Items listed in a dataset:
--------
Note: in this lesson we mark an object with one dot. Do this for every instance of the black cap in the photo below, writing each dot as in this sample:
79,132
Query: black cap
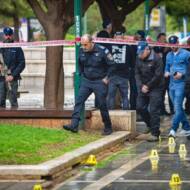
141,33
173,39
141,46
8,31
106,23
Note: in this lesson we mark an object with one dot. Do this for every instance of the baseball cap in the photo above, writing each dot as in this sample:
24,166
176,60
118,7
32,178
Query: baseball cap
141,46
106,23
173,39
141,33
8,31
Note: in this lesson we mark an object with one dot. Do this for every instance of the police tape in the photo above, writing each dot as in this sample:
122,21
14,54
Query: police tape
39,43
134,42
96,40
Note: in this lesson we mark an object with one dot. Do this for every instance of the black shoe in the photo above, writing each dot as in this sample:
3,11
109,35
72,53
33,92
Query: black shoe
164,113
152,138
107,132
70,128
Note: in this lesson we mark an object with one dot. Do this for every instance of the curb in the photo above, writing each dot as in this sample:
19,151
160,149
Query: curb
53,169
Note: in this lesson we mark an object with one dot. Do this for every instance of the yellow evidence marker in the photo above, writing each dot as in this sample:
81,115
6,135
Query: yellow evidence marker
91,160
154,158
37,187
175,180
182,151
171,145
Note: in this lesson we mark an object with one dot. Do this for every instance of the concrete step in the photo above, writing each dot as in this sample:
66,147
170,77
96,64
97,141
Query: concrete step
37,80
40,53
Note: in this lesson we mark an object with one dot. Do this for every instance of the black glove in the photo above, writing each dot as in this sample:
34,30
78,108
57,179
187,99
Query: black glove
187,90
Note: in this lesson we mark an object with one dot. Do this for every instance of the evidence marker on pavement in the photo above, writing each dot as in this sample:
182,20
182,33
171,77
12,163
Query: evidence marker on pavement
182,151
171,145
175,180
154,158
37,187
91,161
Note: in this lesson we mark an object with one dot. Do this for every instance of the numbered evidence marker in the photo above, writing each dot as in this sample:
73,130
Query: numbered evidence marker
154,158
175,180
182,151
37,187
171,145
91,160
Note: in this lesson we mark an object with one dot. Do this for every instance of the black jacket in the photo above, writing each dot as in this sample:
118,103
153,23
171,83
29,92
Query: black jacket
122,55
96,64
14,59
150,72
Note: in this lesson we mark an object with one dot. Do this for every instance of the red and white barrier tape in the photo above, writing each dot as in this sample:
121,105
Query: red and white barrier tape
96,40
39,43
133,42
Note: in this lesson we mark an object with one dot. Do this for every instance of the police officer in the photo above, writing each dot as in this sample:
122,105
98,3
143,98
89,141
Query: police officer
95,67
119,80
14,61
177,62
150,84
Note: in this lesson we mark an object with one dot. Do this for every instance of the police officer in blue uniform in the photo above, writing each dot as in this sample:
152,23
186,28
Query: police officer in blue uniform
14,62
96,65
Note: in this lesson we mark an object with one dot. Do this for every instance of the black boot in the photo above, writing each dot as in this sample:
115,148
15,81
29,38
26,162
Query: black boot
70,128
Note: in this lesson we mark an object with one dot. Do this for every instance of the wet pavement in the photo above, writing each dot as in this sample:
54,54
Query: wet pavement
137,176
130,169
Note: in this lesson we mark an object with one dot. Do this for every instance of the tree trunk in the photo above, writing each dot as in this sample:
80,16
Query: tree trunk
54,78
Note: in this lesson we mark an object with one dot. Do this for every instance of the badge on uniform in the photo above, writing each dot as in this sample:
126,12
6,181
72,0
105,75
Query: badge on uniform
109,56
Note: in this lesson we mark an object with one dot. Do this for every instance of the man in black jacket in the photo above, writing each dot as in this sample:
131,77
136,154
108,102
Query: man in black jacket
163,51
150,83
95,66
120,78
12,64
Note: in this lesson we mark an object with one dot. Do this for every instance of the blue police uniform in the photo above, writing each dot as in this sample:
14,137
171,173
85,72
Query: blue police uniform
178,62
93,67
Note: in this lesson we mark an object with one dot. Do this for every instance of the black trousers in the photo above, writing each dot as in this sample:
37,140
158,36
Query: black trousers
8,91
166,89
87,87
148,106
133,90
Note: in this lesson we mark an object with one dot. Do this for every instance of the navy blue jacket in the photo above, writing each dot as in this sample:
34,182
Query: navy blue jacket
150,72
14,59
96,64
122,55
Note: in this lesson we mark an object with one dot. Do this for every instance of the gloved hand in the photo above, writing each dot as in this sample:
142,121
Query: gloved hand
187,90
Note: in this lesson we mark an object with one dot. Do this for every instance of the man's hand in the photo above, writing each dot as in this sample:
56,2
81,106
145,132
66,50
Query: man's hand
9,78
145,89
166,74
105,80
178,76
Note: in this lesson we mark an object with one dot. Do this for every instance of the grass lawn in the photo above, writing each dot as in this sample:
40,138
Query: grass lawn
28,145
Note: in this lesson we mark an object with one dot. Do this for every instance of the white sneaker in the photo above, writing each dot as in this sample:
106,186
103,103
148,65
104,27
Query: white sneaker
--------
WHAT IS REQUIRED: Copy each of the records above word for word, leaving out the pictures.

ANSWER TO THE TASK:
Note: in this lesson we mark an object with one dot. Do this for every instance of the black cap in the photo below, writing each dot as in this sample:
79,132
Query: black cap
141,33
173,39
141,46
8,31
106,23
Note: in this lesson we mark an object with one dot. Do this for every instance of the baseball cap in the photo above, writing each dot as in this sample:
24,166
176,60
118,7
32,178
Query: baseball cap
141,46
106,23
173,39
141,33
8,31
Note: in this lesson we mark an object with one dot. Do this for every instance of the police tape in the photo above, writing each dot as in this sample:
122,21
14,54
Query: police tape
39,43
134,42
96,40
Note: in this lesson we mark an object with one dot. Do this for every instance of the black shoe in the photo above, writing each dot as in this sample:
3,11
109,35
72,53
33,92
Query: black shoe
164,113
152,138
107,132
70,128
Note: in this lesson we mark an object with one dot. Do this for every instance of the curb in the photo above, writing each dot as in this sample:
19,151
160,149
Query: curb
53,169
Note: in this lesson we mark an object with one dot. Do this for every instance of the yellow evidence marker in the photo above, writing each dot as in this sample:
81,115
6,135
Query: yellow evidence marker
91,160
154,158
37,187
175,180
182,151
171,145
Note: in this lesson we mark an object with one dot. Do this for every instance of the concrete step in the photo above, writing each dot as in this sample:
66,147
170,77
96,64
97,141
Query: concrete step
37,80
40,53
Note: in this lesson we mark an object with one dot. Do this for every instance of the black glove in the photo above, writing each dot as in this sample:
34,30
78,108
57,179
187,99
Query: black glove
187,90
Note: in this lesson we mark an object with one dot. Do this for every instance of the evidence marker on pavement in the photo above, writing each dot as in this sample:
182,20
182,33
171,77
12,163
Query: evidence marker on pavement
182,151
171,145
175,180
154,158
37,187
91,161
Note: in this lesson we mark an object with one dot. Do this for every instance of the numbered evidence marker in the photo above, writing each dot as in this sample:
73,130
Query: numbered evidence marker
154,158
175,180
182,151
37,187
171,145
91,160
Note: in this lesson we mark an object with one dot. Do this for every instance of the black jacket in the photo above, writing each dot as in this sample:
118,103
153,23
171,83
29,92
Query: black jacket
122,55
96,64
14,59
150,72
Note: in this lesson we mark an object with one dot. Do this for every instance of the red and white barrier tape in the photo above, writing each dot as in this sample:
121,105
Query: red and white barrier tape
96,40
39,43
133,42
Note: in this lesson we mark an object with one dot. Do this for every instance of the police officer in the photo above, writing each dot as in this sample:
122,105
98,3
143,98
89,141
Query: police officer
95,67
119,80
14,61
177,62
150,84
Note: in this lesson we mark an object with one dot. Do this for every instance of the police officer in blue uniform in the photo above, writing each dot as in this sample:
152,23
186,28
Query: police officer in blue uniform
14,62
96,65
Note: in this lesson we mark an object with one dot. Do this for every instance of the black boot in the photo above, writing each dot as in this sample:
115,148
15,81
29,38
26,162
Query: black boot
70,128
Note: in this lesson we mark an object with one dot. Do this for every instance of the wet pavement in the photo above, writing each dot as in this sample:
54,54
Query: wet pavement
137,176
130,169
Note: in this lesson we mark an object with one dot. Do this for every instance of the tree trunk in the photo above, writing each dot as in this sample:
80,16
Query: tree trunk
54,78
Note: in this lesson we mark an object with one dot. Do this for every instance of the badge on uniform in the photo above, writing each dot as in this sample:
126,12
6,181
72,0
105,75
Query: badge on uniform
109,56
Note: in this lesson we mark an object with one dot. Do this for every instance of the man in black jacket in the photo above, writing each dot as in this sample:
131,77
136,154
108,102
Query: man in black jacket
163,51
150,83
95,66
120,78
12,64
Note: in this lesson we mark an object with one dot. Do this for every instance of the blue police uniform in the photo above, writing each dot as in this sample:
14,137
171,173
85,72
Query: blue police uniform
178,62
93,67
Note: in this lesson we mark an object with one dot. Do this for every instance of the black trousers in the photo above, writing each dot as in this sample:
37,140
158,36
Query: black trousers
8,91
166,89
87,87
148,106
133,90
Note: in this lesson we mark an object with one dot. Do this for every instance of the navy blue jacket in the photo above, writing each dot as in this sample:
34,182
Query: navy blue jacket
150,72
14,59
96,64
122,55
Note: in this lesson we mark an object with one dot. Do this for every instance of the gloved hand in the photo above, writing each dot as in this sample:
142,121
Query: gloved hand
187,90
Note: in this lesson we mark an object with one dot. Do this for every instance of the man's hand in the photo above, writing each dot as in this sample:
56,2
81,106
145,132
66,50
Query: man's hand
9,78
145,89
166,74
105,80
178,76
Note: in this lesson we mark an object with one dot. Do this for every instance of the grass lawn in the photo above, writing each dot as in this sample:
40,138
Query: grass lawn
28,145
Note: in this lesson we mark an object with one dot. Do this for every instance of the white sneaker in the photo above, writing each dot as in this sample:
106,186
103,103
148,65
104,27
Query: white sneaker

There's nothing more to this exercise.